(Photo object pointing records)
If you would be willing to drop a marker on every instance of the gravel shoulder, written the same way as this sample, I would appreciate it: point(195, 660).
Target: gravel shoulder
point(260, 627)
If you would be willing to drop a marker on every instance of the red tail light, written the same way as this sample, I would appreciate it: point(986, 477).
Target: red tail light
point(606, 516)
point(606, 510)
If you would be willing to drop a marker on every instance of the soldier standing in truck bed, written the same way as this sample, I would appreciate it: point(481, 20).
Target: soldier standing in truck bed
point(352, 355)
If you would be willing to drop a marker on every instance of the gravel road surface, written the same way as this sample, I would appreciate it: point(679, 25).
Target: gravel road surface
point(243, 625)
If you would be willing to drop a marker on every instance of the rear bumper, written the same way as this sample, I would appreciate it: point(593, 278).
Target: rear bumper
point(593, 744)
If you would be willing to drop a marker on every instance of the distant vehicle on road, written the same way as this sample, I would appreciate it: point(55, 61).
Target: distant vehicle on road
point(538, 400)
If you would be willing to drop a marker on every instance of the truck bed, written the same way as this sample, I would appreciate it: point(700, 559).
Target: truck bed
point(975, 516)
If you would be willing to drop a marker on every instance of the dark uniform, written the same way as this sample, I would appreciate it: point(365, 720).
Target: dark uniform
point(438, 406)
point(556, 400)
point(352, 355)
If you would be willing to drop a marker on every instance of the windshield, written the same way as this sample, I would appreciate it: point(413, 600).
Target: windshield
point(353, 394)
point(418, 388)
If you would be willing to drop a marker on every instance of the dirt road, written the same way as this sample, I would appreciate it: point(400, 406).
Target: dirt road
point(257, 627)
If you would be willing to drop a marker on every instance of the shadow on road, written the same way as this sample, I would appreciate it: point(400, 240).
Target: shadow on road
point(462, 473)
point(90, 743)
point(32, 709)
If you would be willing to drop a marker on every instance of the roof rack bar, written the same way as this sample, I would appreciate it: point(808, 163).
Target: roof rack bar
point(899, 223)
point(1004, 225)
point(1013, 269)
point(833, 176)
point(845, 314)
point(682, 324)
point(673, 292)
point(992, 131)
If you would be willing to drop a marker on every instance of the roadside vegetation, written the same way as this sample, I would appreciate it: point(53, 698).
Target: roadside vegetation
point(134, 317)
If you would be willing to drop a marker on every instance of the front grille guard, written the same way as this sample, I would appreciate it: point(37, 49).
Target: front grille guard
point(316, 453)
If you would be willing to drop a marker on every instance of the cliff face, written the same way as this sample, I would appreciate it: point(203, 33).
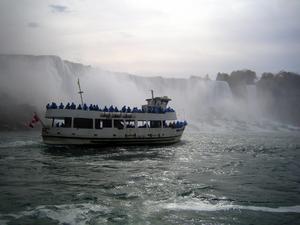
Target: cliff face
point(28, 83)
point(278, 95)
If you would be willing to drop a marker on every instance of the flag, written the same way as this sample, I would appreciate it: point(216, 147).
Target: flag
point(34, 120)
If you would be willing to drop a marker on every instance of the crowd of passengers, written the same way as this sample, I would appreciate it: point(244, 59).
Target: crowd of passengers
point(177, 124)
point(106, 109)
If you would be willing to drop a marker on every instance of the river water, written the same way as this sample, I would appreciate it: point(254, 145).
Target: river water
point(207, 178)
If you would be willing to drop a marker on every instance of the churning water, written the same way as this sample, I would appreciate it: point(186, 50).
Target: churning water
point(208, 178)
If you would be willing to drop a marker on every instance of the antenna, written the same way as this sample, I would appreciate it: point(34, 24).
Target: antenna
point(80, 92)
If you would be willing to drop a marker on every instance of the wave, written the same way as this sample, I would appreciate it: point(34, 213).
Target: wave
point(196, 205)
point(17, 144)
point(80, 214)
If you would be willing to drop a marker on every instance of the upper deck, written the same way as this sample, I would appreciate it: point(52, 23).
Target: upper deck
point(156, 109)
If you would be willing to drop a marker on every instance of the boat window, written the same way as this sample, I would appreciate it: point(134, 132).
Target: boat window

→ **REQUIREMENTS**: Reproduce all of the lines above word for word, without changing anything. Do not include the pictures in your answer.

→ **ANSWER FOR THE TASK**:
If you would be willing to drop a marker on every instance of the gravel shoulder, written the same way as this sample, I would appreciate it: point(195, 660).
Target: gravel shoulder
point(260, 627)
If you would be willing to drop a marker on every instance of the red tail light, written the same way as this sample, I would appreciate it: point(986, 477).
Target: red tail light
point(606, 516)
point(606, 510)
If you would be willing to drop a marker on every instance of the soldier standing in truck bed, written the same way as this sample, I would appreciate it: point(481, 20).
Target: soldier standing in truck bed
point(352, 355)
If you would be willing to drop a marker on every instance of the gravel road surface, written the same way as this sample, I would appreciate it: point(679, 25).
Target: gravel road surface
point(243, 625)
If you would be willing to drop a marker on every instance of the rear bumper, written the same way as this sample, I would appreciate it: point(593, 278).
Target: rear bumper
point(593, 744)
If you would be willing to drop a marker on every instance of the distant vehicle on road, written the same way as this sample, I would appreciate it: point(55, 61).
Target: distant vehicle on road
point(538, 400)
If you would be willing to drop a marker on every instance of the truck bed, written the same way as this sample, I would appreciate it: point(700, 559).
Target: truck bed
point(975, 516)
If you would be willing to drop a marker on every instance of the dark uniform, written the same way as this sample, I would appreciate it: point(365, 720).
Target: dark uniform
point(438, 406)
point(556, 400)
point(352, 355)
If you would be willing to drop a marker on every instance of the windshield, written the same way as this sample, I would appreciate it: point(413, 600).
Target: windshield
point(353, 394)
point(418, 388)
If you would be willing to drop a marker on every instance of the dirt road, written the same way as this sample, I would appreciate it: point(400, 406).
Target: dirt road
point(257, 627)
If you would be willing to drop a marker on every instance of the shadow on road, written the same way as this sample, I would appreciate it: point(400, 240).
Target: shadow on road
point(462, 473)
point(90, 743)
point(32, 709)
If you would be willing to drop a marker on every instance of the roof rack bar, written the same way as this sample, I would appreciate it: point(808, 163).
Target: roof rack bar
point(899, 223)
point(1004, 225)
point(1013, 269)
point(833, 176)
point(845, 314)
point(682, 324)
point(673, 292)
point(992, 131)
If you would be willing to drop a marker on every instance of the roadside vegetation, written the same way as this sample, I would appreciate it: point(53, 698).
Target: roadside vegetation
point(134, 317)
If you would be willing to drop a marker on every instance of the front grille guard, written the same way as this sample, I would appreciate it: point(37, 49).
Target: front grille guard
point(316, 453)
If you would be willing to drop a marker on every instance of the cliff face, written the same way as this sample, I would appreciate it: point(203, 33).
Target: cliff face
point(28, 83)
point(278, 95)
If you would be willing to drop a marker on every instance of the flag, written the same way as this sample, I would appreciate it: point(216, 147).
Target: flag
point(34, 120)
If you would be willing to drop a marker on every instance of the crowd of passengers, written the same way as this sample, I would appreciate it: point(244, 59).
Target: crowd of passengers
point(177, 124)
point(106, 109)
If you would be willing to drop a marker on every instance of the river water, written the same way as this sample, I would appreciate it: point(254, 145).
Target: river water
point(207, 178)
If you would be willing to drop a marker on every instance of the churning water, written the same way as this sample, I would appreciate it: point(186, 50).
Target: churning water
point(208, 178)
If you would be willing to drop a marker on every instance of the antenna, written the same way as this sample, I would appreciate it: point(34, 24).
Target: antenna
point(80, 92)
If you would be willing to drop a marker on every instance of the wave, written the same way as this sample, I would appreciate it: point(34, 213).
Target: wave
point(196, 205)
point(17, 144)
point(80, 214)
If you would be willing to drop a marker on every instance of the upper deck, written the same way as this sample, I would appreciate it: point(52, 23).
Target: upper deck
point(156, 109)
If you would be willing to drop a marker on every instance of the boat window, written the same way as this sample, I would appreciate it: point(134, 132).
Target: boat window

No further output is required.